There are some --- certain regions in Russia, Africa, Asia and others, stipulated between the states, where we could be picked up at any time. Within 3 days appropriate search-and-rescue services have all opportunities to come to these points on land or on water, where we have fallen. It is necessary to overcome difficulties before the search teams arrive. For this purpose they specially trained us, threw us in the sea, in a desert, in mountains. Under supervision of doctors we studied how to survive [in those different environments.]
For each day ... we always had these lists of exact times, which were periodically updated, they were transferred as first, even as zero-in-line, of our communications. This information was attached separately, on a special place [in our communications].
In the most extreme case, if something happened with cosmonauts in orbit, causing them to completely lose their consciousness and fly without feelings, there was a special group of the cosmonaut-resquers. One of these specially trained cosmonauts could alone, without any help, fly up to the orbital station, load people into the rescue ship, seat them and fasten [them in], and land a ship on the Earth. For this purpose there were special people and facilities, which would allow [us the capability] to carry out these types of emergency rescues from Mir. There was special rocket kept always in readiness.
But recently there were not sufficient money, some workers, engineers and even cosmonauts did not receive their salary. Therefore it was useless to expect the rescue ship, we only could hope that we would not lose our consciousness and that the radio communication would not be cut off and it would be possible to receive again this Gorm 14, for a descent in an urgent situation.
G21: Were you scared there, in space?
AVDEYEV: It depends. Here, on the Earth, we are sometimes afraid, too.
Ten years ago I was shocked when my brother gave me the newspaper with an article about events in Chapaevsk, where I was born. There workers {on the night shift] were often afraid to go back home, because some local teenagers did not have anything better for their entertainment than to take some rifles and shoot at passers-by who went on night roads.
For a usual man it is abnormal to expect that from around a corner you can be shot. It is too terrible and much more than in orbit.
It is a special fear in space, fear that you understand and can predict. You do not expect dangers each second, but imagine them in general and, accordingly, prepare for them.
G21: The weight of responsibility before lift-off must be incredible. When the work of thousands of people and large sums of money are involved, it is impossible to turn back and to betray others. Did you feel in those moments any sense of inevitability or fatalism?

**EXCERPTED RECORDS**
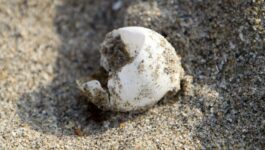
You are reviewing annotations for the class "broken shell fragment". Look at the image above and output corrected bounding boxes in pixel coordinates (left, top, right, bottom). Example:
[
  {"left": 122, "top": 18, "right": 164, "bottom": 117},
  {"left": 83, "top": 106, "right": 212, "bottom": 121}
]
[{"left": 80, "top": 27, "right": 184, "bottom": 112}]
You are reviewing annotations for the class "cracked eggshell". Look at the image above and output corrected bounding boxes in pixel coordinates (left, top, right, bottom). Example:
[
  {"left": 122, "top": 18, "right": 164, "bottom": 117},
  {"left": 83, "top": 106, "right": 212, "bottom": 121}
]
[{"left": 80, "top": 27, "right": 184, "bottom": 112}]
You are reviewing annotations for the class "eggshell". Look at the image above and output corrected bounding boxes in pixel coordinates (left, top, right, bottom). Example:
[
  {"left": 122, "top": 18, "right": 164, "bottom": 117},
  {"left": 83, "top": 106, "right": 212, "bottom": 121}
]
[{"left": 82, "top": 27, "right": 184, "bottom": 112}]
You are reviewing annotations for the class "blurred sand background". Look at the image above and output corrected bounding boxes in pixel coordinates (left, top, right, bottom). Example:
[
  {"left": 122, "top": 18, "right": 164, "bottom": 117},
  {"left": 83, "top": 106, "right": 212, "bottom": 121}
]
[{"left": 0, "top": 0, "right": 265, "bottom": 150}]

**BRIEF**
Can you continue the interview with cosmonaut Avdeyev past its last line? The records are a separate body of material, unrelated to the interview.

**IN RESPONSE**
AVDEYEV: Certainly, yes. But you just live in all this. Not only on flight itself, but also on its preparation, you expend a large amount of resources, work, thoughts, diligence of very many people. You face [these things] with them every day, worked with them. A flight is only the crown[ing achievement] of everything that was done before. It is not a fate, but natural consequence of everything done. Understanding all this, you just go on, as it was earlier. It is just a summarizing.
Generally speaking, this is a normal condition for any man or woman, not only for astronauts, but for all of us, when at the end of an academic year or a calendar year, we estimate what we have got, what has happened, what has been lost, what has been acquired, what we would like and so on.
G21: Are the cosmonauts practical people?
AVDEYEV: I would say very impractical.
G21: We'd imagine that the large responsibility and work with extremely expensive engineering probably should form a tough attitude, such as of military men or of managers.
AVDEYEV: There are a few tough people among the cosmonauts and not that of "militaries" or "authorities". Those [types of people] just would not survive in space, in such an environment where we cosmonauts were forced to work. Cosmonautics selects sincere people, which are rather humanistic themselves. They are very mild and vulnerable, everyone in one's own fashion, but certainly, like most people, they are very different.
Cosmonauts are very attentive to human mutual relations. On the Earth it is not so dangerous if someone betrays others, but in space it could turn out fatally.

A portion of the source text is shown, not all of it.